• _Stored data_:
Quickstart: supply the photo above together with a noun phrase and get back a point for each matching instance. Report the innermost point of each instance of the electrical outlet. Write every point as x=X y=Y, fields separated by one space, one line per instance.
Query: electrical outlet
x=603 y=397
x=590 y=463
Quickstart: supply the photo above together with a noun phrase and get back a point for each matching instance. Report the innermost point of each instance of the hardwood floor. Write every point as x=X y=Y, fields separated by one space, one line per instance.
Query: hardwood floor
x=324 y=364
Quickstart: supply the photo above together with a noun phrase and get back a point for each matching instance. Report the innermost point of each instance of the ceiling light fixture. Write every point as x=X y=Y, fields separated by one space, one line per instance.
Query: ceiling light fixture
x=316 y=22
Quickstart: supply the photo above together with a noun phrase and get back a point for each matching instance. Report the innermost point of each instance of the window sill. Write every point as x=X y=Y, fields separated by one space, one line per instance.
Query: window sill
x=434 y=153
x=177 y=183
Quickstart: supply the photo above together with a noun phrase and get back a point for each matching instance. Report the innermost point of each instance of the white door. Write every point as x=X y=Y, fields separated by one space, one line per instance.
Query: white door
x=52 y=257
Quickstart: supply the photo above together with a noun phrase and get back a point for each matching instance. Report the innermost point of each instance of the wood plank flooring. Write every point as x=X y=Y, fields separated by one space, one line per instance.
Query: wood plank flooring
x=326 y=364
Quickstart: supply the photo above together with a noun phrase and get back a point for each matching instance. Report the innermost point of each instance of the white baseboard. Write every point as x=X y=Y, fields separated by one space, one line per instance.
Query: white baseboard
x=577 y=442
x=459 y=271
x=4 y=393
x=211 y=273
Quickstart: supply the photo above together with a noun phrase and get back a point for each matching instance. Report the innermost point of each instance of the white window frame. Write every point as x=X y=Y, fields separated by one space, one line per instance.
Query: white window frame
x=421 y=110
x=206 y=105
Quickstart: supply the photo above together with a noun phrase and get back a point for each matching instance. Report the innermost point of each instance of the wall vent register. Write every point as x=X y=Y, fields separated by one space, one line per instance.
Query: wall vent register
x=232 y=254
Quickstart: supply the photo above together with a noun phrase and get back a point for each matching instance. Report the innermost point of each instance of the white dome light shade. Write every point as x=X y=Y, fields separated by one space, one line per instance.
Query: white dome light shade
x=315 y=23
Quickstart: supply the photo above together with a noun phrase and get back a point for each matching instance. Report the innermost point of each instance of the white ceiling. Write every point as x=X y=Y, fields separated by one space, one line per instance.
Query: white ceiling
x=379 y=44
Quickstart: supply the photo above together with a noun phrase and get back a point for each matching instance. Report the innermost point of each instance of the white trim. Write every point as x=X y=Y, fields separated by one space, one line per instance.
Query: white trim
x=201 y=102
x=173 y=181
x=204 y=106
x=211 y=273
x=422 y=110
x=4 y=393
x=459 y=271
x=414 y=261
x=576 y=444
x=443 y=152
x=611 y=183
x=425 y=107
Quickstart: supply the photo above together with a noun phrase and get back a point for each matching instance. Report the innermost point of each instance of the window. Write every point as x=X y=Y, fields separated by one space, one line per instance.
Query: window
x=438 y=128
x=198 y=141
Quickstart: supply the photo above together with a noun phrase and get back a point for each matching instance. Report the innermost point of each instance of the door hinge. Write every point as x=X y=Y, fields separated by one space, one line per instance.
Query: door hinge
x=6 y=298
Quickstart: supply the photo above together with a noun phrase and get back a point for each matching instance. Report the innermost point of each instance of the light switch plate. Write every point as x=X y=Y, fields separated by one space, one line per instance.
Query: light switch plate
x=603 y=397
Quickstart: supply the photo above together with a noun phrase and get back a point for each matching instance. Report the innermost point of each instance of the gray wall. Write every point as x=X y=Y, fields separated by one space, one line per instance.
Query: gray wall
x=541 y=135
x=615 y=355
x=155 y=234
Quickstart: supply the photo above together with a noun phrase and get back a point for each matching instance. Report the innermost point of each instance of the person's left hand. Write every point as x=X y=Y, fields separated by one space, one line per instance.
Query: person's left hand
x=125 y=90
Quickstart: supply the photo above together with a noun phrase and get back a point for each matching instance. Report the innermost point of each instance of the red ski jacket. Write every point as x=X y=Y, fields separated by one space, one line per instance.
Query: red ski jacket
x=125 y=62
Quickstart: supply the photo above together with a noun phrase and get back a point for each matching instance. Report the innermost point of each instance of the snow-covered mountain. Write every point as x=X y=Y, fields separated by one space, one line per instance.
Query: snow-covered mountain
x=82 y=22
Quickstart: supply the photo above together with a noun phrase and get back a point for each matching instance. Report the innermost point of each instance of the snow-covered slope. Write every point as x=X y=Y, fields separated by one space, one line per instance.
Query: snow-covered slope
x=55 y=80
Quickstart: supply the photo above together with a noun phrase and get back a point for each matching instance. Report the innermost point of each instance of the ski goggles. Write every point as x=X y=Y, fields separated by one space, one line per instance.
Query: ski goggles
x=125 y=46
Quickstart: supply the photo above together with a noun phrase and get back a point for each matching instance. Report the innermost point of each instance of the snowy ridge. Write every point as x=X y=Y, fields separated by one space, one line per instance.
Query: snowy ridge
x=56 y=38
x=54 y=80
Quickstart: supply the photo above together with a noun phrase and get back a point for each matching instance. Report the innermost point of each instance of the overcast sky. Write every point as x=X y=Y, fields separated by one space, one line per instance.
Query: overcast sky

• _Description of the task_: Echo each item above verbatim, line for line, from the first to the last.

• _Full response_:
Quickstart: supply the photo above together with a noun phrase and get back a point for each matching instance. Report the innermost point of each instance of the electrical outlet. Write every point as x=X y=Y, fields separated by one space, one line per instance.
Query: electrical outlet
x=603 y=397
x=590 y=463
Quickstart: supply the photo above together with a noun phrase and get back a point for each matching instance. Report the innermost point of each instance of the hardwood floor. Write every point as x=X y=Y, fields separated by one space, one line per instance.
Query: hardwood floor
x=324 y=364
Quickstart: supply the photo above together with a noun phrase and get back a point for each matching instance. Report the innermost point of each instance of the ceiling light fixture. Write every point as x=X y=Y, fields separated by one space, one line per instance.
Query: ceiling light fixture
x=316 y=22
Quickstart: supply the photo above together with a noun phrase and get back a point for each matching instance. Report the innermost point of each instance of the window sill. Write every point as x=X y=Y, fields separated by one space, one line per instance.
Query: window sill
x=434 y=153
x=177 y=183
Quickstart: supply the photo above together with a noun phrase and get back a point for each matching instance. Report the innermost point of each instance of the white door. Write every point as x=X y=Y, fields separated by one space, one line per instance.
Query: white door
x=52 y=257
Quickstart: supply the photo above together with a noun phrase and get back a point for each matching instance. Report the innermost point of each instance of the wood plank flooring. Write every point as x=X y=Y, fields separated by one space, one line per instance.
Query: wood plank flooring
x=326 y=364
Quickstart: supply the photo above together with a noun phrase and get back a point for each matching instance. Report the innermost point of each instance of the white baseboard. Write every point as x=X y=Y, fields separated by one space, one line per instance.
Query: white baseboard
x=577 y=442
x=459 y=271
x=4 y=393
x=211 y=273
Quickstart: supply the photo above together with a noun phrase and get back a point for each matching instance. Report the innermost point of each instance of the white window frame. Write every point as x=X y=Y, fields separated by one space, one line per instance.
Query: white window frame
x=421 y=110
x=206 y=105
Quickstart: supply the photo above together with a noun phrase and get back a point for each matching instance. Report the innermost point of each instance of the wall vent register. Write every point as x=X y=Y, fields separated by one space, one line per instance.
Query: wall vent register
x=232 y=254
Quickstart: supply the photo above together with a noun phrase and get back a point for each matching instance. Report the innermost point of each instance of the white dome light shade. Write every point as x=X y=Y, fields separated by one space, one line per instance.
Query: white dome light shade
x=315 y=23
Quickstart: supply the photo above together with a noun phrase and get back a point for each matching instance. Report the innermost point of each instance of the white ceiling. Write every point as x=X y=Y, fields separated by one space, one line per instance.
Query: white ceiling
x=379 y=44
Quickstart: supply the photo above together with a noun phrase and get back a point for each matching instance. Report the innermost point of each instance of the white trim. Write every point as x=X y=Y, fields separated by one space, one line per instance.
Query: white trim
x=201 y=102
x=173 y=181
x=204 y=106
x=211 y=273
x=422 y=110
x=4 y=393
x=459 y=271
x=414 y=261
x=576 y=444
x=443 y=152
x=611 y=183
x=425 y=107
Quickstart: supply the photo above together with a noun phrase and get back a point for each matching instance. Report the innermost point of each instance of the window. Write every point as x=X y=Y, fields separated by one space, one line per instance.
Query: window
x=438 y=128
x=198 y=141
Quickstart: supply the photo above together with a noun phrase and get back a point for each matching instance. Report the innermost point of each instance of the door hinge. Write every point as x=X y=Y, fields separated by one space, one line per instance.
Query: door hinge
x=6 y=298
Quickstart: supply the photo above together with a noun phrase and get back a point for each matching instance. Report the innermost point of each instance of the light switch plate. Write every point as x=X y=Y, fields separated by one space, one line per instance.
Query: light switch plate
x=603 y=397
Quickstart: supply the photo above together with a noun phrase and get back a point for each matching instance. Report the innermost point of each instance of the gray wall. Write every point as x=X y=Y, fields separated by one space, one line per instance.
Query: gray wall
x=541 y=135
x=615 y=355
x=155 y=234
Quickstart: supply the photo above together with a noun phrase and get back a point for each matching instance. Report the innermost point of each instance of the person's left hand. Write every point as x=X y=Y, fields separated by one space, one line per instance.
Query: person's left hand
x=125 y=90
Quickstart: supply the photo above together with a noun phrase and get back a point for each matching instance. Report the innermost point of each instance of the red ski jacket. Write every point as x=X y=Y, fields separated by one space, one line per instance.
Query: red ski jacket
x=125 y=62
Quickstart: supply the photo above together with a noun phrase and get back a point for each matching instance. Report the innermost point of each instance of the snow-covered mountain. Write every point as x=X y=Y, fields separated by one space, one line per instance.
Query: snow-covered mountain
x=82 y=22
Quickstart: supply the photo above together with a noun phrase and get back a point for each matching instance. Report the innermost point of each instance of the snow-covered slope. Write every point as x=X y=Y, fields separated by one space, one line per instance.
Query: snow-covered slope
x=55 y=80
Quickstart: supply the photo above together with a noun phrase and get back a point for each matching instance. Report the innermost point of each instance of the ski goggles. Write every point as x=X y=Y, fields separated by one space, one line per instance.
Query: ski goggles
x=125 y=46
Quickstart: supply the photo above together with a noun phrase and get back a point for each matching instance. Report the innermost point of each instance of the snowy ridge. Write every point as x=X y=Y, fields separated by one space, one line per instance.
Query: snowy ridge
x=56 y=38
x=54 y=80
Quickstart: supply the photo above together with a noun phrase and get back a point for each matching instance. Report the innermost point of each instance of the overcast sky. Write every point as x=X y=Y, fields separated by one space, one line per instance.
Query: overcast sky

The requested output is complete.